*TASK OBJECTIVE*.
What you return must be the lines of the data that hold the word "each".

*DATA FOR THIS EXERCISE*.
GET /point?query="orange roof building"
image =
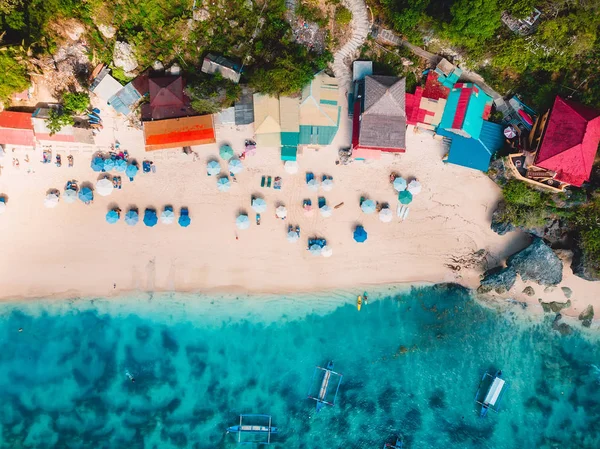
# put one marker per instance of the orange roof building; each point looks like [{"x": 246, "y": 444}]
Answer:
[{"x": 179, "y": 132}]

* * *

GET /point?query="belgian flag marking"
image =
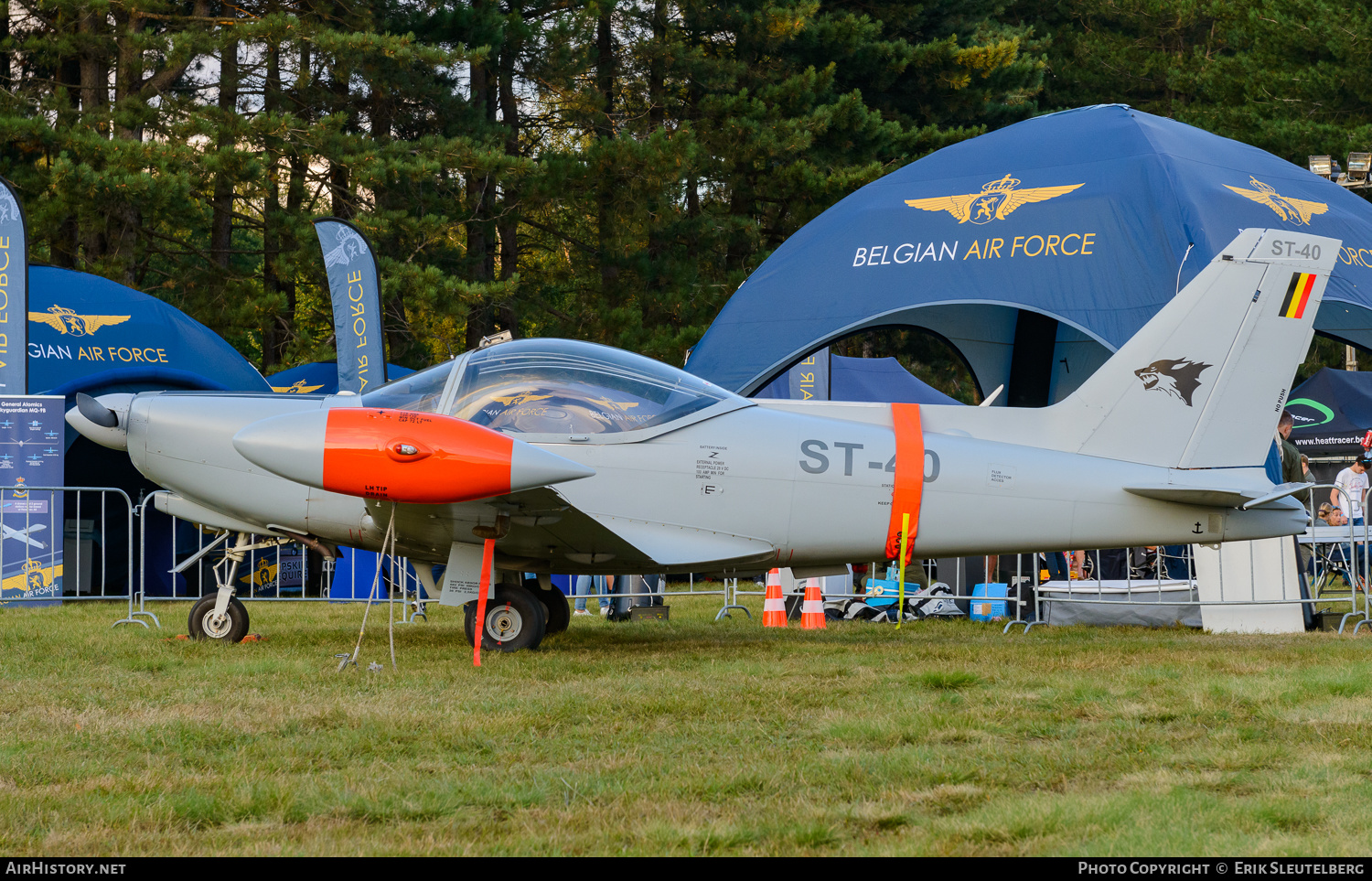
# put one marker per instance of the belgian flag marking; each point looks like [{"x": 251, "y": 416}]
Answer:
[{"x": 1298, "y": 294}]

*EXERCISE ANSWER*.
# put one marker per instance of the orange roof building; each point looks like [{"x": 246, "y": 444}]
# put one marker per instance of the belgian flag marking; each point looks like [{"x": 251, "y": 416}]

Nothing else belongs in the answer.